* Begin Data rows *
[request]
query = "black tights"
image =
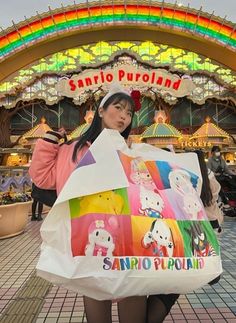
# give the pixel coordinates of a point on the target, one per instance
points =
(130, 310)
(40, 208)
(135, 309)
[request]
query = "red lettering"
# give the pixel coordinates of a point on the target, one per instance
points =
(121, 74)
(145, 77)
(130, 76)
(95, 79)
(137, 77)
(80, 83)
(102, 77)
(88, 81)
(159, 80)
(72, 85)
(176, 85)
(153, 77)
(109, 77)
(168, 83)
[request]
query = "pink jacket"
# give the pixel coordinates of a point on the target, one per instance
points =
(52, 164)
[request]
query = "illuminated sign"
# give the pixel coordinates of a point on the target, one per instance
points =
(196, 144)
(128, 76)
* End Data rows *
* Begin Data rows *
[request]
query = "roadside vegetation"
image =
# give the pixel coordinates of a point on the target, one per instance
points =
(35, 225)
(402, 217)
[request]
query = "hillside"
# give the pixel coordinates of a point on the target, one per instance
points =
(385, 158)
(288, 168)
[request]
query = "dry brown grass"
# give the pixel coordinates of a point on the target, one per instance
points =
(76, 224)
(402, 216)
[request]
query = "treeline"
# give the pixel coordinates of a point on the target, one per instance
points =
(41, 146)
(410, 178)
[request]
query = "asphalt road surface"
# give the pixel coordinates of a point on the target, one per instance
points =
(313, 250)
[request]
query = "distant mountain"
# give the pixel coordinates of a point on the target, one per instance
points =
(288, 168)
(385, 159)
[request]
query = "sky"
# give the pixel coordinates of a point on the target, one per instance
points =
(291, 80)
* End Data rows *
- _Task objective_: Which lines in the records above contain the word "query"? Copy every such line, and treat uppercase and lowercase as different.

- _Result of the exercise_:
query = "black tights"
query = "red lettering"
query = "pink jacket"
query = "illuminated sign"
query = "roadside vegetation"
query = "hillside"
query = "dry brown grass"
query = "treeline"
query = "asphalt road surface"
query = "distant mountain"
query = "sky"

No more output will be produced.